GIVEN REQUEST A: Which lines in the rows below contain the word "pink"? Extract each of them, treating uppercase and lowercase as different.

Ahead of a White House welcome for the leaders, Mr Biden announced US diplomatic recognition of two more Pacific islands nations: the Cook Islands and Niue.

The United States will also promise new money for infrastructure for the region, including to improve Internet connectivity via undersea cables, and honour regional leaders at an NFL game.

Mr Biden held an inaugural summit with the islanders at the White House a year ago and was due to meet them again in Papua New Guinea in May. That plan was scrapped when a US debt-ceiling crisis forced Mr Biden to cut short an Asia trip.

At the 2022 summit with 14 Pacific island nations, Mr Biden’s administration pledged to help islanders fend off China’s “economic coercion”, and a joint declaration resolved to strengthen their partnership, saying they shared a vision for a region where “democracy will be able to flourish”.

The White House said that in 2023 it would focus on priorities, including climate change, economic growth, sustainable development, public health and countering illegal fishing.

In announcing recognition of the Cook Islands and Niue as sovereign and independent states, Mr Biden said the move would “enable us to expand the scope of this enduring partnership as we seek to tackle the challenges that matter most to our peoples’ lives”.

He said the US has a long history of cooperation with the Cook Islands, dating back to World War II, when the US military built airport runways in one of the chain’s atolls.

He said Niue played “a critical and constructive role in the Pacific”, including by supporting sustainable development, security, and marine protection and ocean conservation.

In Baltimore on Sunday, Pacific island leaders visited a Coast Guard cutter in the harbour and were briefed on combating illegal fishing by the commandant of the Coast Guard, an official said.

They also attended Sunday’s National Football League game between the Baltimore Ravens and the Indianapolis Colts. Dozens of NFL players are of Pacific Islander heritage.

Rows excerpted from a collection:

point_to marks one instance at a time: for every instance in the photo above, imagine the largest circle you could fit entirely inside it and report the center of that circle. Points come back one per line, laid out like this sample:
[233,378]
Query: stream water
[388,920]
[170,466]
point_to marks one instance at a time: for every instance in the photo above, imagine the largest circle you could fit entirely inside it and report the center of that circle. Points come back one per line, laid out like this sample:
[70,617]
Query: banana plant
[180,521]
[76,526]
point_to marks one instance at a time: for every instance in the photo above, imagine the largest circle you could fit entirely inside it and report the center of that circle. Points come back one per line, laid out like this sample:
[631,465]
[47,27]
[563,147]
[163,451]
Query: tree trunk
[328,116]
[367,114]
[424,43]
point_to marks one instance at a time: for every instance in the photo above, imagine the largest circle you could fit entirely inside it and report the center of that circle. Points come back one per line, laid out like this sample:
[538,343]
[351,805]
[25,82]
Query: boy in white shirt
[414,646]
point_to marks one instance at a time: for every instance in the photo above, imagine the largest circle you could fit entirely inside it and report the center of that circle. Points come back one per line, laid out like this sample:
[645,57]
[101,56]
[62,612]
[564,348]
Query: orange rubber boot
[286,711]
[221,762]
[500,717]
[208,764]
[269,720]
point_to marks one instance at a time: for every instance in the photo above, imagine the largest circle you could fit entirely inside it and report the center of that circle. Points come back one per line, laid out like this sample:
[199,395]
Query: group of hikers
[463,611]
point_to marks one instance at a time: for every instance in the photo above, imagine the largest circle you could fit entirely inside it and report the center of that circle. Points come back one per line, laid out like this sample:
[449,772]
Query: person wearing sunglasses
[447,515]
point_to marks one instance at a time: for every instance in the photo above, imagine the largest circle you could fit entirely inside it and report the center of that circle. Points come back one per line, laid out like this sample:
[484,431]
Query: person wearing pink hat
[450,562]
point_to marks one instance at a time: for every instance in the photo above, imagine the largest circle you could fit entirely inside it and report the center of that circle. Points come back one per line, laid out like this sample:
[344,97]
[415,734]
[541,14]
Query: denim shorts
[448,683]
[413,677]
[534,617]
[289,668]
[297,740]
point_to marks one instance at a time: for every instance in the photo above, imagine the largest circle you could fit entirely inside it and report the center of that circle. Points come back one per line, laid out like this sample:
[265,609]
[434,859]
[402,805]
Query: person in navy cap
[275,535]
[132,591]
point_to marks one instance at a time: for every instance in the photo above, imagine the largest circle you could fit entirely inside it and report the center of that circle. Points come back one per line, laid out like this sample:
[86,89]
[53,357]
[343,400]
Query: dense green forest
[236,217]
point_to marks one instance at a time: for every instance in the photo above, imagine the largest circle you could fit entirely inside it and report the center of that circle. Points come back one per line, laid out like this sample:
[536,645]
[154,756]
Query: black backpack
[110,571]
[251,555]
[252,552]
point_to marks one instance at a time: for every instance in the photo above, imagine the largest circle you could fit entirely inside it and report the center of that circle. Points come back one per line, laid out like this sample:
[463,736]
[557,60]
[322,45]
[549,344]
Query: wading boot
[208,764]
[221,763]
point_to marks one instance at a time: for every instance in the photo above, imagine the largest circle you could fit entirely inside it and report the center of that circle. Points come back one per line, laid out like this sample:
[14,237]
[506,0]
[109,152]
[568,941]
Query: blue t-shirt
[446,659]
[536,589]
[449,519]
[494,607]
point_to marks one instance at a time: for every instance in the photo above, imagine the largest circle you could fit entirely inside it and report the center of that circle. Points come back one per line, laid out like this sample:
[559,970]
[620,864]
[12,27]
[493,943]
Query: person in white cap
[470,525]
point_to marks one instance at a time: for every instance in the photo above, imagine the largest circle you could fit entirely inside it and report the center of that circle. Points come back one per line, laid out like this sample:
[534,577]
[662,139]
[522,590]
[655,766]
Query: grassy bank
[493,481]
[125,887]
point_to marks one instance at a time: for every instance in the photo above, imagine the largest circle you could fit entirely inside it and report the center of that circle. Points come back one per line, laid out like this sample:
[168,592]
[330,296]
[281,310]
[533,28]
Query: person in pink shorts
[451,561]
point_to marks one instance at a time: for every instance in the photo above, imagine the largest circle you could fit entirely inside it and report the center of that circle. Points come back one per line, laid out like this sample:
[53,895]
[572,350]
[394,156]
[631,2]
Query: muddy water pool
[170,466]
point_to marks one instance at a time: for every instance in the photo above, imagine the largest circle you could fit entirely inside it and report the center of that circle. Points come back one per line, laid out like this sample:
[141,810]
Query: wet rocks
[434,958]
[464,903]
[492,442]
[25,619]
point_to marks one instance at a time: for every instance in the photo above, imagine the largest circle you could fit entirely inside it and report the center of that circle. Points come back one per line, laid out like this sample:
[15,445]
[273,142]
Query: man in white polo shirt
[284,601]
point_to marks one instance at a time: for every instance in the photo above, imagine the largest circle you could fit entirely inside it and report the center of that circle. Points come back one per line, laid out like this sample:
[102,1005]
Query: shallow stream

GIVEN REQUEST B: How does the report on US recognition of the Cook Islands and Niue above go on? Continue it from the point where it stops.

ANSWER A:
Query: person wearing pink hat
Query: person in pink shorts

ANSWER B:
Some skip summit

Solomon Islands Prime Minister Manasseh Sogavare, who has deepened his country’s ties with China, will skip the summit. A senior Biden administration official said the US was “disappointed” by Mr Sogavare’s decision.

Washington appears to have made no progress on offers of substantial infrastructure funding and expanded aid to the Solomons.

Mr Sogavare visited China in July, announcing a policing agreement with Beijing that builds on a security pact signed in 2022.

The White House in 2022 said the US would invest more than US$810 million (S$1.1 billion) in expanded programmes to aid the Pacific islands.

Ms Meg Keen, director of Pacific Island Programs at Australia’s Lowy Institute, said while the US has opened new embassies and Usaid offices in the region since the 2022 summit, Congress has yet to approve the funds.

She added that Pacific island countries “welcome the US re-engagement with the region, but don’t want geopolitical tussles to result in an escalation of militarisation”.

Vanuatu Prime Minister Sato Kilman will also not attend the summit, his office told Reuters.

Mr Kilman was elected by lawmakers two weeks ago to replace Mr Ishmael Kalsakau, who lost a no-confidence vote for actions including signing a security pact with US ally Australia.

The US is still negotiating to open an embassy in Vanuatu, but has not significantly increased its engagement with the nation, which counts China as its largest external creditor.

China in August sent police experts to Vanuatu and signed a policing agreement.

A senior Biden administration official said the US was on track to open the Vanuatu embassy by early 2024, and that other Vanuatu officials would attend the summit.

Fiji has welcomed the stronger US regional presence as making the Pacific “more secure”, but Kiribati, one of the most remote Pacific island states, 4,000km south-west of Hawaii, said it plans in 2023 to upgrade a former World War II airstrip with Chinese assistance.

Washington renewed agreements in 2023 with Palau and Micronesia that give it exclusive military access to strategic parts of the Pacific, but has yet to do so with the Marshall Islands, which wants more money to deal with the legacy of massive US nuclear testing in the 1940s and 50s.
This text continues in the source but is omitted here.